=== Referring expression grounding data ===
-- Opening Marker --

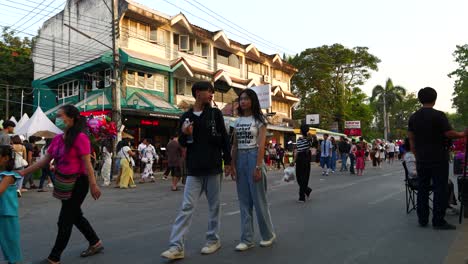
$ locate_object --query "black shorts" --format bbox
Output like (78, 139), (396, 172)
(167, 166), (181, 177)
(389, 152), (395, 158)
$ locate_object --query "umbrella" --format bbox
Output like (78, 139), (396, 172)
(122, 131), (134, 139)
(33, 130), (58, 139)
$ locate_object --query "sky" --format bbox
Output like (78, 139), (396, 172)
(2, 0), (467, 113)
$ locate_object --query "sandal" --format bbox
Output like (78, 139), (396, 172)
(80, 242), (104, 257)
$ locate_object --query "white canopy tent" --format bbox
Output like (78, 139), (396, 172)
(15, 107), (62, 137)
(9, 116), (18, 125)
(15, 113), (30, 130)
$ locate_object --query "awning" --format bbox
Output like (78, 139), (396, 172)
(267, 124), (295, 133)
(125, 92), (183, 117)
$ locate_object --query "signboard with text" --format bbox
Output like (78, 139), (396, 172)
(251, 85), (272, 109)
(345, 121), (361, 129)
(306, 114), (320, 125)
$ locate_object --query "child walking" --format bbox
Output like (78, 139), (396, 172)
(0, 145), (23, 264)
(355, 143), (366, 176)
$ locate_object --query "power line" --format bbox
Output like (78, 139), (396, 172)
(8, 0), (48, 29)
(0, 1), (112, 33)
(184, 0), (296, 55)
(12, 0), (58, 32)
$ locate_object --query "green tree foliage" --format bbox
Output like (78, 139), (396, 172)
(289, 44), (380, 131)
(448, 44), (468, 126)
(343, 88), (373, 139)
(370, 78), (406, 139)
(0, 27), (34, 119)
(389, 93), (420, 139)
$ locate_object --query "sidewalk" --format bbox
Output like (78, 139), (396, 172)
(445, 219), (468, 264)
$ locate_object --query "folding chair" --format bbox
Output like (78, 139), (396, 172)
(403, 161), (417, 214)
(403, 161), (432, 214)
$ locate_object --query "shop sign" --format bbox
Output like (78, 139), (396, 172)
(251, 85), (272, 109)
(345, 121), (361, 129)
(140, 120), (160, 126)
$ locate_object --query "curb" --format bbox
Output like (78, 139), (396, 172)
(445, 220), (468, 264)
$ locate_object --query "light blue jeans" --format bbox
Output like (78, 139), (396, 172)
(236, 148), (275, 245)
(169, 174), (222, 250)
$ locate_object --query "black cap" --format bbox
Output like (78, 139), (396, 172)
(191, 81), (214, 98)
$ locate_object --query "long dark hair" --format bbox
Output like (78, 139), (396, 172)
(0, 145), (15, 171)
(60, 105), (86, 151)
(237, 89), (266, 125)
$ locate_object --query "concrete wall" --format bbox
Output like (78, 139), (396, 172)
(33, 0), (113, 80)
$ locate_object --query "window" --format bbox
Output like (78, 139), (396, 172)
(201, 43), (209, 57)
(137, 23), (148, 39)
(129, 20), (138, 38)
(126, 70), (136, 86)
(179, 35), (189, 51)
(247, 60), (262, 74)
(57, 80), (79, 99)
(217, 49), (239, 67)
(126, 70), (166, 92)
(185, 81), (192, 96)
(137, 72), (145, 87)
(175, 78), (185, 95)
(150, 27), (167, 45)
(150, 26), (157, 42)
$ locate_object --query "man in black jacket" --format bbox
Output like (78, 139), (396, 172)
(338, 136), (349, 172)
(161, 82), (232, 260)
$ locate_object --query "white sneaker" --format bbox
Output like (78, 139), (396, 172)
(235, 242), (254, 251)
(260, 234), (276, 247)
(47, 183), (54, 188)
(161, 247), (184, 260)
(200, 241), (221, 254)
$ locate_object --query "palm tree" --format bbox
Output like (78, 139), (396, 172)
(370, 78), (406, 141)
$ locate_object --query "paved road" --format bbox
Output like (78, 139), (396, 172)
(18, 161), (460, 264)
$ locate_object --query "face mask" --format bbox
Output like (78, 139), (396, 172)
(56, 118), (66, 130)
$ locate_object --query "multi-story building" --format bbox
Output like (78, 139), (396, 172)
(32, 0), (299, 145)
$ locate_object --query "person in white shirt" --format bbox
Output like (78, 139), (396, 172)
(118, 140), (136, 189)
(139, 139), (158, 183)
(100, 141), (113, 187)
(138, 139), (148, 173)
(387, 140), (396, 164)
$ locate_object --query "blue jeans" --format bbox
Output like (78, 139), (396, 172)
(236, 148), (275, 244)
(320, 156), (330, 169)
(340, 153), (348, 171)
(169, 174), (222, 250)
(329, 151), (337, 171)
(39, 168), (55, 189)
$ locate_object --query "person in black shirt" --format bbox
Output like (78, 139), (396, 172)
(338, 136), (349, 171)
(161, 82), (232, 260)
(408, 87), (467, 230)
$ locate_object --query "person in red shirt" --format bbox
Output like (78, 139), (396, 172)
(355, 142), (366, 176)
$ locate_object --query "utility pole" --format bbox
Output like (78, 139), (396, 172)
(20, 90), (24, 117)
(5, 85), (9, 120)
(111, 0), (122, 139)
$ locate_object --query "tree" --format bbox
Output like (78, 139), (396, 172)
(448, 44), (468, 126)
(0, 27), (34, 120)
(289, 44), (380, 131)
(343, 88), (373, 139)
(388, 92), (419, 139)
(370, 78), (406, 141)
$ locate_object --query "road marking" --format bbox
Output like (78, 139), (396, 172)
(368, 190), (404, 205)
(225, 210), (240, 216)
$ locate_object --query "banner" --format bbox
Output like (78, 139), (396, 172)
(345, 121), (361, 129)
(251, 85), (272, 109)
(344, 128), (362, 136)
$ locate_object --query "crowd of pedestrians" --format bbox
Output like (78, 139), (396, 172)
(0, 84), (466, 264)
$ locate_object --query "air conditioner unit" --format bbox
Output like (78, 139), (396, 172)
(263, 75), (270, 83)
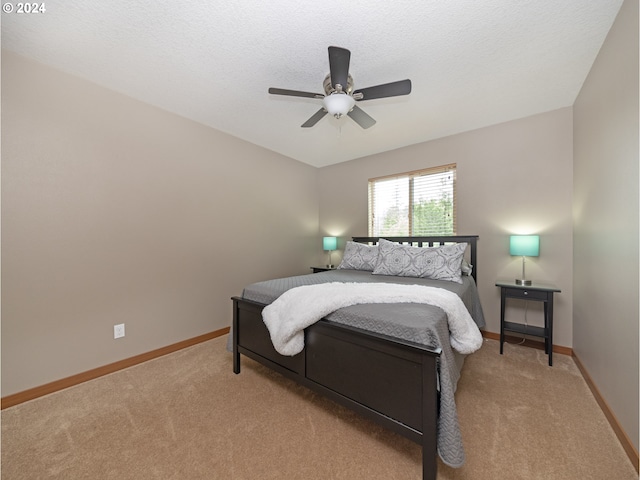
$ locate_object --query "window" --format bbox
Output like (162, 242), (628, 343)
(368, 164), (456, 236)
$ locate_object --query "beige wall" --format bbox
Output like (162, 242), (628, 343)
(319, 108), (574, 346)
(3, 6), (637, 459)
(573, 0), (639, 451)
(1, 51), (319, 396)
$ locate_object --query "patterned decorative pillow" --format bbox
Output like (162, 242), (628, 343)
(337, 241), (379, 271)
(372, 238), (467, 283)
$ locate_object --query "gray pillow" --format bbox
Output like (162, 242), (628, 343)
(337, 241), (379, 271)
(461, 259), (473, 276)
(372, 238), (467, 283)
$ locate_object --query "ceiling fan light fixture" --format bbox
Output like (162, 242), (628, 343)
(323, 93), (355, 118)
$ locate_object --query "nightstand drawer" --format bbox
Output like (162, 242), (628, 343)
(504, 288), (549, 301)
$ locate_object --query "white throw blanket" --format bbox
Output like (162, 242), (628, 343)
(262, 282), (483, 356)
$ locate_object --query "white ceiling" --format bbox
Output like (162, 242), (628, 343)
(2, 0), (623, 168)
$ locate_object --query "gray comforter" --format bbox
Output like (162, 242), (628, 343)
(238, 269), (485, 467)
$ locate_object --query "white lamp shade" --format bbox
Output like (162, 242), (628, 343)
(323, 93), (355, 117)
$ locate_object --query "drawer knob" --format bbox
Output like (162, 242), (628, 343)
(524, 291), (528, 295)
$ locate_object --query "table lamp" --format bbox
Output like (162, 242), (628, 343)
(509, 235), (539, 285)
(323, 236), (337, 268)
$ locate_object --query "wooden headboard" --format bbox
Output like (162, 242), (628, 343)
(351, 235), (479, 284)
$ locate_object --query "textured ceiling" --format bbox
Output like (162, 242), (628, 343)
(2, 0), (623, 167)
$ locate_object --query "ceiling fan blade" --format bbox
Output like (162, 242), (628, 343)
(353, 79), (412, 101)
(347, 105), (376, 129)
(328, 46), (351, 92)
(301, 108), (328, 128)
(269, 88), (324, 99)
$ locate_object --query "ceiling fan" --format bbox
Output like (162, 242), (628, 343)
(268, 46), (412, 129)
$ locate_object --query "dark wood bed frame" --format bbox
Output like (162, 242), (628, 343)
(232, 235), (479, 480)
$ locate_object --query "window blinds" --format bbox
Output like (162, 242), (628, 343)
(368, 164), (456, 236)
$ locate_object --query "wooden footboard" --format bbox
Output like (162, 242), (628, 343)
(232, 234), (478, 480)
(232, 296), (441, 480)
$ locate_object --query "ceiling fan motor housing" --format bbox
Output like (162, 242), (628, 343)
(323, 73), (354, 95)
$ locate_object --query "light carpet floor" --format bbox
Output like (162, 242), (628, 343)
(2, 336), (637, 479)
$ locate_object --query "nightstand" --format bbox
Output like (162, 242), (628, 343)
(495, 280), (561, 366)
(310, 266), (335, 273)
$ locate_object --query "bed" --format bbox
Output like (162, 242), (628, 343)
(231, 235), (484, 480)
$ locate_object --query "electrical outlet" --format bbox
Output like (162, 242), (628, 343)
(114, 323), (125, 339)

-- Closing Marker --
-- Opening Marker --

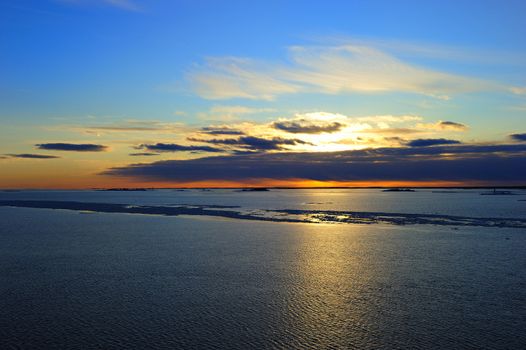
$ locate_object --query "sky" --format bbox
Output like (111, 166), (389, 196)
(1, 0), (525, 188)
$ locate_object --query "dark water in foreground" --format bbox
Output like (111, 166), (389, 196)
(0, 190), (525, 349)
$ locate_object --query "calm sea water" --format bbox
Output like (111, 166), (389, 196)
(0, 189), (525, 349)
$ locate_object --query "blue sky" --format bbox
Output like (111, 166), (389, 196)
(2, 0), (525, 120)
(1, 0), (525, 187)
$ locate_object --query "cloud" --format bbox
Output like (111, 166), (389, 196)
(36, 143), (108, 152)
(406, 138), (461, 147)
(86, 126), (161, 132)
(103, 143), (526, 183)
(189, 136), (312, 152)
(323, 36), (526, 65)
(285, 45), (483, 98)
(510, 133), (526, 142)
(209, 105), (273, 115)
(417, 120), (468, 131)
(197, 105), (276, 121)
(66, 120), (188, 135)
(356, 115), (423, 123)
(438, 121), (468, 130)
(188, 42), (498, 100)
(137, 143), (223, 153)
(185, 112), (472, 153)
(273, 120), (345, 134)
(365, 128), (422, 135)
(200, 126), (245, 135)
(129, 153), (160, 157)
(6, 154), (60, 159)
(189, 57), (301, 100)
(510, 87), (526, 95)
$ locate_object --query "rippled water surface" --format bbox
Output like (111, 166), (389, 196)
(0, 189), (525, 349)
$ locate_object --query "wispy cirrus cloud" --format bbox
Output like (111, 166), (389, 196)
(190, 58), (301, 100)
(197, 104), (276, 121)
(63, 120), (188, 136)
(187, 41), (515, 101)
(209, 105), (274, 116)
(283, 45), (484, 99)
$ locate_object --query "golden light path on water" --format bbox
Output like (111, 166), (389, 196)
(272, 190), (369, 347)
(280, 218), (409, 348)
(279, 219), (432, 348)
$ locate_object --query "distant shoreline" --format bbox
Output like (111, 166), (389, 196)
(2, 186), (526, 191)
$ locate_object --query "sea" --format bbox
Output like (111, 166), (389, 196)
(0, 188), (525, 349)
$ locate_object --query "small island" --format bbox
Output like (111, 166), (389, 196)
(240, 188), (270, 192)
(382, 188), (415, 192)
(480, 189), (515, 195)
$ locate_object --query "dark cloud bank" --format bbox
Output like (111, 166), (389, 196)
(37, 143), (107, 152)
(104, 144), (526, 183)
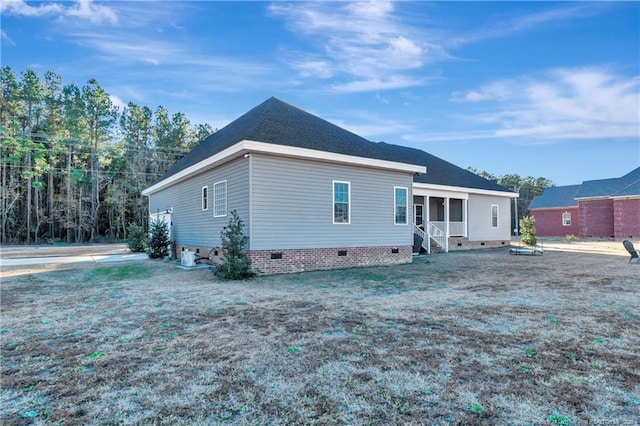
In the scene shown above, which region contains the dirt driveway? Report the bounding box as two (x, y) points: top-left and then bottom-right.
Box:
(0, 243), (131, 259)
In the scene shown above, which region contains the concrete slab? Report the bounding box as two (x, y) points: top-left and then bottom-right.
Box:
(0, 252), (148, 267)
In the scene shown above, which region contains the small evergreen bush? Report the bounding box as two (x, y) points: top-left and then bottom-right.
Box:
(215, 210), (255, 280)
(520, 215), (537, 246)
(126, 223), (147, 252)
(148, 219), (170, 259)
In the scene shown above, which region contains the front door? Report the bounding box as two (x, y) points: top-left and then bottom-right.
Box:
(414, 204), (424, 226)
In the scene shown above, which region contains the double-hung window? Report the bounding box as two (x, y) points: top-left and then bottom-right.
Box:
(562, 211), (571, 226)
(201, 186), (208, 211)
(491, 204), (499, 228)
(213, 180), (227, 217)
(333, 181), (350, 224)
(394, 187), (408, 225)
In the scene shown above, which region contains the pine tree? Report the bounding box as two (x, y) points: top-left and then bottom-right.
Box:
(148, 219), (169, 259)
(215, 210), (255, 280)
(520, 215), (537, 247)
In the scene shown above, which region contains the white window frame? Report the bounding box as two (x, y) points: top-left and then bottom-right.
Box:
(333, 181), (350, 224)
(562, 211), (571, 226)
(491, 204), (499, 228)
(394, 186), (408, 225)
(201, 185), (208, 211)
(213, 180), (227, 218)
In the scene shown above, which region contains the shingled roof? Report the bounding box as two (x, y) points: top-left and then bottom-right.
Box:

-- Closing Marker --

=== WHAT IS EXPECTED ===
Lines with the word "jeans": copy each one from the data above.

=== RESULT OF THE TASK ===
$ locate_object --query "light blue jeans" --format bbox
$ locate_object --query "blue jeans" --format bbox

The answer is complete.